TEXTE DE LA PAGE:
◆ ◆ ◆ ◆

A quel type de problèmes êtes-vous confronté ?

MCS: Citons l’un des plus connus : celui des logos. Une entreprise crée sa propre marque et ne s’est pas renseignée avant. Son logo ressemble étrangement à celui d’un concurrent. Il y a donc litige et il va devoir le changer. Ce sont des cas très courants. Il y a quelques années, les marques Apple et Samsung ont fait parler d’elles car leurs tablettes sont sorties en même temps ; chacune accusant l’autre de contrefaçon pour le modèle de la tablette.

“Le brevet est un outil stratégique et de croissance pour l’entreprise”

Philippe Ocvirk

Philippe Ocvirk

Est-ce que la P.I. est rentrée dans la culture des entreprises?

◆ ◆ ◆ ◆

LA DEMANDE:
Dans le texte de la page, quelles marques se sont accusées l'une l'autre de contrefaçon après la sortie de leurs tablettes en même temps ?

DONNÉES:
◆ ◆ ◆ ◆

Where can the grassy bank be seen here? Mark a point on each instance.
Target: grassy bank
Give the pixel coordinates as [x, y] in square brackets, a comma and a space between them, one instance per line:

◆ ◆ ◆ ◆

RÉPONSE COMPLÈTE:
Apple et Samsung.